Material Service Corp., Division of General Dynamics v. Industrial Commission

Decision Date26 January 1973
Docket NumberNo. 44919,44919
Citation53 Ill.2d 429,292 N.E.2d 367
PartiesMATERIAL SERVICE CORPORATION, DIVISION OF GENERAL DYNAMICS, Appellant, v. The INDUSTRIAL COMMISSION et al. (Albert E. Hedrick et al., Appellees.)
CourtIllinois Supreme Court

Robson, Masters, Ryan, Brumund & Bellom, Joliet (Frank H. Masters, Jr., Joliet, and Sidney Z. Karasik, Chicago, of counsel), for appellant.

Horwitz, Anesi, Ozmon & Associates, Ltd., Chicago (Charles E. Anesi, Chicago, and Dario A. Garibaldi, Flossmoor, of counsel), for appellees.

UNDERWOOD, Chief Justice:

On November 29, 1967, the decedent, Judith Ann Hedrick, drowned when her car fell into the Illinois Deep Waterway adjacent to the parking lot of respondent Material Service Corporation, where she was employed. Claimants, who are her surviving husband and minor children, filed an application for benefits under the Workmen's Compensation Act. At the conclusion of a hearing, an arbitrator entered a decision denying compensation on the grounds that the evidence did not establish that the decedent's death arose out of and in the course of her employment. The arbitrator's decision was affirmed by the Industrial Commission. On Certiorari, the circuit court of Cook County held the decision of the Industrial Commission to be contrary to law and reversed and remanded the cause to the Commission with directions to award benefits. Pursuant to the order of remandment, the Commission fixed the amount of benefits, and on review, the award was affirmed by the circuit court of Cook County. This is an appeal from that judgment.

The facts are not in dispute. On November 29, 1967, Judith Ann Hedrick reported for work as usual on the 4:30 P.M. to 1:00 A.M. shift as a computer operator at Material Service Corporation's plant in Lockport. She worked steadily at her job until about ten minutes before the start of the regular half-hour meal break at 7:30 P.M. when she put on her coat and went out into the employees' parking lot, apparently to warm up her car. The night in question was very cold, and there was testimony by her supervisor that all employees were authorized to leave their work areas five or ten minutes prior to the meal break to start their cars on cold nights or on other occasions when they were likely to have trouble getting their cars started after work. Mrs. Hedrick never returned.

....................

* **GIVEN EXERCISE A**:
Answer these questions from the court opinion:
(i) On what date did Judith Ann Hedrick drown?
(ii) What shift did she work at the Lockport plant?
(iii) Which body affirmed the arbitrator's decision?

* **ROWS**:
....................

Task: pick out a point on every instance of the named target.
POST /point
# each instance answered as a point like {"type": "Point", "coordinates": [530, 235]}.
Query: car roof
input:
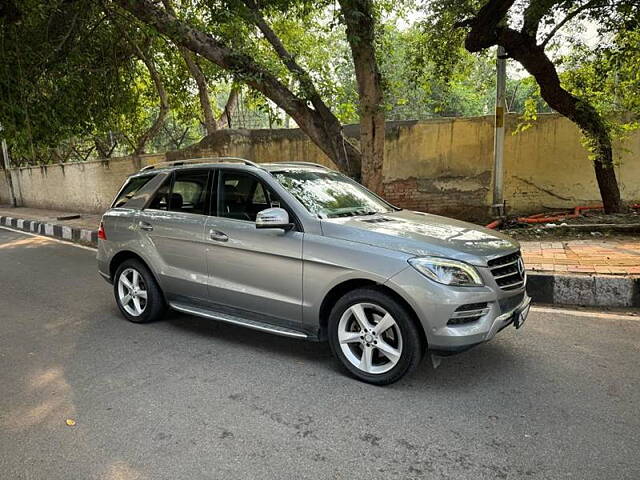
{"type": "Point", "coordinates": [228, 162]}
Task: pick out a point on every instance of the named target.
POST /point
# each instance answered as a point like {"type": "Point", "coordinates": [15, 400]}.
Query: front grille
{"type": "Point", "coordinates": [468, 313]}
{"type": "Point", "coordinates": [508, 271]}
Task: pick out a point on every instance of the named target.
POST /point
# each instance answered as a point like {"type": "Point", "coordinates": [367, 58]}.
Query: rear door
{"type": "Point", "coordinates": [256, 270]}
{"type": "Point", "coordinates": [173, 224]}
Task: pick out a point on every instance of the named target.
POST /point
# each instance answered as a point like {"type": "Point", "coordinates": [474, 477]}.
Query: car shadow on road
{"type": "Point", "coordinates": [295, 349]}
{"type": "Point", "coordinates": [474, 367]}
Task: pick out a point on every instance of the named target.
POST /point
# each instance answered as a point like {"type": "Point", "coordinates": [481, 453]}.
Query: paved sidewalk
{"type": "Point", "coordinates": [607, 257]}
{"type": "Point", "coordinates": [86, 220]}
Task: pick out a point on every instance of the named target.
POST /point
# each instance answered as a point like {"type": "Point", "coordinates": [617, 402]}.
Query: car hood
{"type": "Point", "coordinates": [417, 233]}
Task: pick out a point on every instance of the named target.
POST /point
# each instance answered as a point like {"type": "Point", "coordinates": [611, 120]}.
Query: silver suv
{"type": "Point", "coordinates": [299, 250]}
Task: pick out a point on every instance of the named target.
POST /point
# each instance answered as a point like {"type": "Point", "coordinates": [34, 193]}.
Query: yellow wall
{"type": "Point", "coordinates": [442, 165]}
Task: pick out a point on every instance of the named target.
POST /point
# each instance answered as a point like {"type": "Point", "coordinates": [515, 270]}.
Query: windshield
{"type": "Point", "coordinates": [329, 194]}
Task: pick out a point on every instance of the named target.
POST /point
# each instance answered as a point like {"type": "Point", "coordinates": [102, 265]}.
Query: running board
{"type": "Point", "coordinates": [225, 317]}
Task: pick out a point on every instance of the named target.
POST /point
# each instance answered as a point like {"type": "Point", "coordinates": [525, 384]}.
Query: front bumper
{"type": "Point", "coordinates": [435, 304]}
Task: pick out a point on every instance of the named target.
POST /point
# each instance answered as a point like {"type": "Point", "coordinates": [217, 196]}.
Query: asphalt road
{"type": "Point", "coordinates": [188, 398]}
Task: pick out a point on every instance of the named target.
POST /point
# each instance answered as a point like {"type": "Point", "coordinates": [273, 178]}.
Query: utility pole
{"type": "Point", "coordinates": [498, 138]}
{"type": "Point", "coordinates": [5, 156]}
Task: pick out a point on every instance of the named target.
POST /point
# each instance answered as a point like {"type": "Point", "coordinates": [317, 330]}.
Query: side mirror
{"type": "Point", "coordinates": [273, 218]}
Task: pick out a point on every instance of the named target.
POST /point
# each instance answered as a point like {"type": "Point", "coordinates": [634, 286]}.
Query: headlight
{"type": "Point", "coordinates": [447, 272]}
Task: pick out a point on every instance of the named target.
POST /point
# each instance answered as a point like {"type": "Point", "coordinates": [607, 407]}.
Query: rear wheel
{"type": "Point", "coordinates": [137, 293]}
{"type": "Point", "coordinates": [374, 336]}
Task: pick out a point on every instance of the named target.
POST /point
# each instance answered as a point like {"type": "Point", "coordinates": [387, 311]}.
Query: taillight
{"type": "Point", "coordinates": [101, 234]}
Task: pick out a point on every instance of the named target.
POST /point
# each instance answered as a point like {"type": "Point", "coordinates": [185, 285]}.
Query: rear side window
{"type": "Point", "coordinates": [130, 189]}
{"type": "Point", "coordinates": [185, 191]}
{"type": "Point", "coordinates": [242, 196]}
{"type": "Point", "coordinates": [190, 193]}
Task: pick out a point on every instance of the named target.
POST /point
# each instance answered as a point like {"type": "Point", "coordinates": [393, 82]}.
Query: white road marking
{"type": "Point", "coordinates": [53, 239]}
{"type": "Point", "coordinates": [587, 313]}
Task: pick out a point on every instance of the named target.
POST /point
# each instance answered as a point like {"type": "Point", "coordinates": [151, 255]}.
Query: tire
{"type": "Point", "coordinates": [137, 309]}
{"type": "Point", "coordinates": [381, 365]}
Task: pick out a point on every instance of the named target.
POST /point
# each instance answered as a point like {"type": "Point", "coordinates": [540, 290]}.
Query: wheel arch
{"type": "Point", "coordinates": [343, 288]}
{"type": "Point", "coordinates": [124, 255]}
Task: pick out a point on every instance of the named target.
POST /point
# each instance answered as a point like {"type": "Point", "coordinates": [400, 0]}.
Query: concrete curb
{"type": "Point", "coordinates": [83, 236]}
{"type": "Point", "coordinates": [584, 290]}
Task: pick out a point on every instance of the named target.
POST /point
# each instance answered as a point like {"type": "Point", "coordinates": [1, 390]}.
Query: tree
{"type": "Point", "coordinates": [358, 17]}
{"type": "Point", "coordinates": [491, 23]}
{"type": "Point", "coordinates": [307, 107]}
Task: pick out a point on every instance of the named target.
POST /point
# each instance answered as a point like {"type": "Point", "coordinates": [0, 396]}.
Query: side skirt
{"type": "Point", "coordinates": [244, 322]}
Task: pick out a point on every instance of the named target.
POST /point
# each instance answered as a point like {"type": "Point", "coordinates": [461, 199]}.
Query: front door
{"type": "Point", "coordinates": [174, 223]}
{"type": "Point", "coordinates": [255, 270]}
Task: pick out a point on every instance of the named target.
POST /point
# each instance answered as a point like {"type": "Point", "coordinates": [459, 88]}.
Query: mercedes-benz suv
{"type": "Point", "coordinates": [299, 250]}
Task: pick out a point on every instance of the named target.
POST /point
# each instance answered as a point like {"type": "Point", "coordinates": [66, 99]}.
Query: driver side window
{"type": "Point", "coordinates": [242, 196]}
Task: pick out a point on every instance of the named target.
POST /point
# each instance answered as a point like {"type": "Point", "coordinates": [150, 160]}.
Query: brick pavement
{"type": "Point", "coordinates": [611, 256]}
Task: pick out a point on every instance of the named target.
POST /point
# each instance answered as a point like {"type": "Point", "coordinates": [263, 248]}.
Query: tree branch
{"type": "Point", "coordinates": [288, 60]}
{"type": "Point", "coordinates": [534, 13]}
{"type": "Point", "coordinates": [162, 95]}
{"type": "Point", "coordinates": [324, 130]}
{"type": "Point", "coordinates": [210, 124]}
{"type": "Point", "coordinates": [571, 16]}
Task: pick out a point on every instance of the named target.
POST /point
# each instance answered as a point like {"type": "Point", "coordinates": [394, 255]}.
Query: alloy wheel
{"type": "Point", "coordinates": [370, 338]}
{"type": "Point", "coordinates": [132, 292]}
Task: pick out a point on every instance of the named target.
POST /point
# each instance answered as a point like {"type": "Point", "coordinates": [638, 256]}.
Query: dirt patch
{"type": "Point", "coordinates": [589, 225]}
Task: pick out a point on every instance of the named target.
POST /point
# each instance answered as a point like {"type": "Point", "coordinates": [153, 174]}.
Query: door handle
{"type": "Point", "coordinates": [218, 236]}
{"type": "Point", "coordinates": [145, 226]}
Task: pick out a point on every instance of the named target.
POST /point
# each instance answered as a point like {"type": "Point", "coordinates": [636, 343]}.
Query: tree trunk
{"type": "Point", "coordinates": [487, 30]}
{"type": "Point", "coordinates": [358, 17]}
{"type": "Point", "coordinates": [324, 130]}
{"type": "Point", "coordinates": [151, 133]}
{"type": "Point", "coordinates": [224, 121]}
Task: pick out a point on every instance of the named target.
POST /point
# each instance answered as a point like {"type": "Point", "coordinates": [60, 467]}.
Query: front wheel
{"type": "Point", "coordinates": [374, 336]}
{"type": "Point", "coordinates": [137, 293]}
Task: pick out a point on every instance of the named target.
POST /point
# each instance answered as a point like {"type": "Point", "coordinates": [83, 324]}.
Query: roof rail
{"type": "Point", "coordinates": [176, 163]}
{"type": "Point", "coordinates": [309, 164]}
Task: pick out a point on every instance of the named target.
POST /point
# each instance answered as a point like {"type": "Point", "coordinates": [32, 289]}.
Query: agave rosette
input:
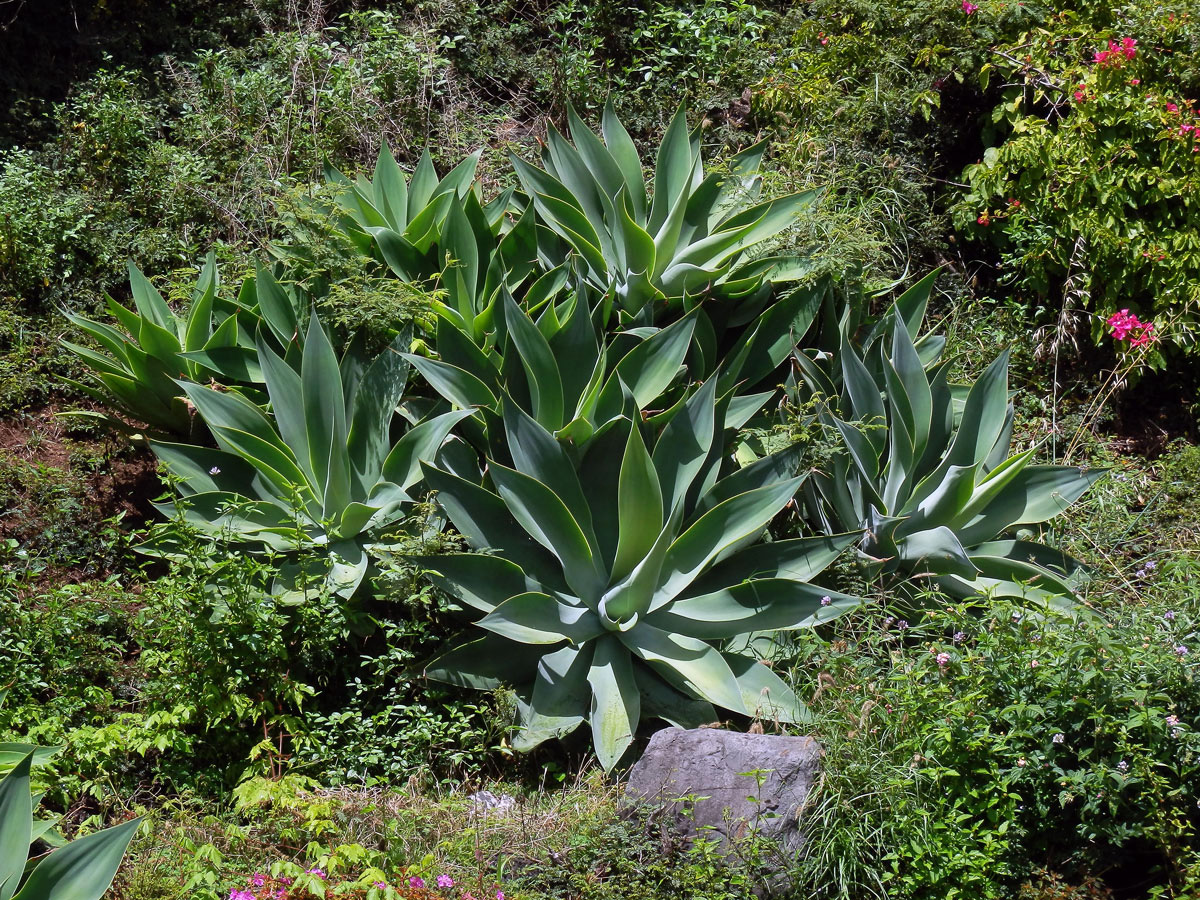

....................

* **GIVEN EXERCISE B**:
Identify every line in the entries that contains the string "door", and copy each such line.

* **TASK RESPONSE A**:
(i) November 29, 1967
(ii) The 4:30 P.M. to 1:00 A.M. shift
(iii) The Industrial Commission

* **TASK RESPONSE B**:
Query: rear door
Query: front door
Query: door handle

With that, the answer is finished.